* Exercícios *
[A] As afirmações abaixo concordam com o texto sobre o bar de Barueri? Responda sim ou não a cada uma e cite literalmente as palavras do texto que decidem. (i) Quem narra era dono do bar. (ii) No centro, o bar era conhecido como "o bar dos italianos". (iii) O local era grande.
[B] Retome o texto sobre o bar de Barueri a partir do ponto em que ele termina.

* Bloco de texto *
________________
O ano era 1989. Eu trabalhava em
um bar no centro de Barueri, mais precisamente, no bar do Rodolfo, que tinha
herdado o negócio do pai. No centro, todos conheciam o comércio como “o bar dos
italianos”.
Eu fizera uma espécie de
arrendamento onde a administração era minha, porém, não era proprietário do
negócio. Assim tinha uma participação nos lucros. Já era cliente antes de
assumir o bar (fato que ocorreria outras duas vezes na vida) e conhecia bem a
clientela.
O local era pequeno, mas abrigava um parque de diversões para
aqueles senhores aposentados que passavam a maior parte do dia na jogatina:
Bilhar, truco, caxeta e toda a sorte de jogos de lógica e pegadinhas. Havia também um público flutuante que
frequentava o local para “tomar uma para abrir o apetite (tem uns que tem o
apetite difícil de abrir...)”, jogar um pouco ou bater papo.
________________
* Linhas de dados *
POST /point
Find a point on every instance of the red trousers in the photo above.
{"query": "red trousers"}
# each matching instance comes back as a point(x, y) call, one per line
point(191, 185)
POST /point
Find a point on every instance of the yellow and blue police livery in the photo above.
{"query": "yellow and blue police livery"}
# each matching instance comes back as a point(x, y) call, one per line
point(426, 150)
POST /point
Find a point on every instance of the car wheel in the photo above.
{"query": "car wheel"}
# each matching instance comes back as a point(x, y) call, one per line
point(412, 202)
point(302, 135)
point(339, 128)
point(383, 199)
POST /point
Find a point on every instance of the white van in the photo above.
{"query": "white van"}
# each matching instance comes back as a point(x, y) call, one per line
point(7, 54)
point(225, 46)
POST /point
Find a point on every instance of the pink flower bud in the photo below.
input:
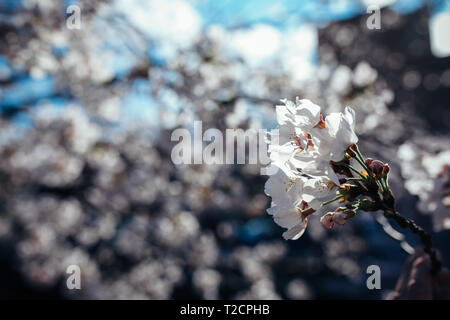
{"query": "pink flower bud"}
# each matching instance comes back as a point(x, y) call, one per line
point(339, 218)
point(327, 220)
point(376, 166)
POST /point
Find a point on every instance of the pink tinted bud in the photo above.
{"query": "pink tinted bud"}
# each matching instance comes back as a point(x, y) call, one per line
point(339, 218)
point(327, 220)
point(376, 166)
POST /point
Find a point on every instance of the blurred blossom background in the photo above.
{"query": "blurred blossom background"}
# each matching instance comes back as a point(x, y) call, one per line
point(86, 176)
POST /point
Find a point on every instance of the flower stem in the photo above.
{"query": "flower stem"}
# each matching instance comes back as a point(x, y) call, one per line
point(425, 237)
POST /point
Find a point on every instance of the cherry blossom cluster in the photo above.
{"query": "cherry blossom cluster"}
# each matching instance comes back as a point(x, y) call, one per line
point(317, 163)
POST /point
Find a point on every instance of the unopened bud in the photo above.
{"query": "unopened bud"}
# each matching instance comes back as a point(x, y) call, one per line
point(327, 220)
point(350, 151)
point(368, 161)
point(339, 218)
point(376, 167)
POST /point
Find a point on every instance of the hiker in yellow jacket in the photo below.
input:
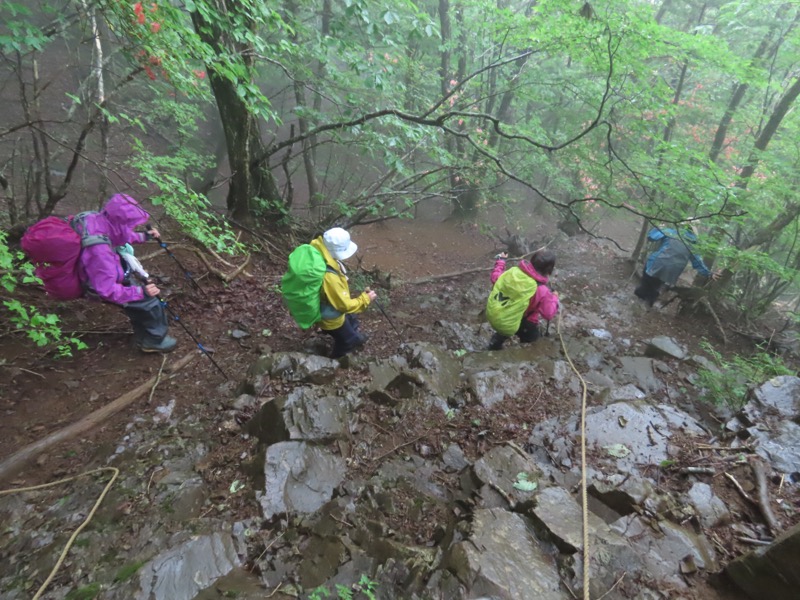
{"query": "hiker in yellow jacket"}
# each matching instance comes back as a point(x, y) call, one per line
________________
* Respostas em ordem *
[A]
(i) Não: "porém, não era proprietário do negócio".
(ii) Sim: "No centro, todos conheciam o comércio como “o bar dos italianos”".
(iii) Não: "O local era pequeno".

[B]
Dentre os frequentadores,
gostaria de destacar três:
Benedito Adherbal Farbo –
advogado da câmara, Nini, como era conhecido, costumava passar no local pela
manhã, na hora do almoço e entrava na jogatina após o serviço. Tinha currículo
extenso: vereador, fundador e proprietário do Jornal D’Oeste, poeta, ator,
promotor cultural, fundador do carnaval de rua da cidade, fundador do grupo
TEMPO (teatro, música e poesia), tinha 3 livros publicados (sobre a cidade de
Barueri), disco gravado (com poesia), mas era, fundamentalmente, um tirador de
sarro. O maior que já conheci.
Sr. Silvério – aposentado. De
mente aguda e olhos sempre atentos, Silvério, não perdia nenhum detalhe. Fora
secretário municipal na gestão de Guilherme Guglielmo, o Perereca, e um dos
responsáveis pela isenção de impostos às empresas que se instalassem no recente
bairro de Alphaville. Era o mais erudito. Tocava piano e contava as histórias das
óperas e clássicos que colocava para tocar no gravador do bar (ele trazia as
fitas gravadas), sob protesto da
maioria.
Armando Torloni – engenheiro –
Trabalha em uma empresa na Chácara Marco (que a Benfica insiste em chamar de
Marcos) e começou a frequentar o local na hora do almoço. Tomava uma ou
duas aguardentes com “uma triscadinha de Cynar para dar cor”. Era muito
refinado, na sua simplicidade. Usava corretamente as palavras e falava
pausadamente. Dizia-se tio da atriz global Cristiane Torloni.
Não sei quem apareceu com um jogo de palavras que era muito instrutivo, além de ser uma
espécie de xadrez de palavras misturado com truco. Creio que o responsável foi o Nini . O fato é que começamos a jogar diariamente. Eu, o Nini e o Silvério.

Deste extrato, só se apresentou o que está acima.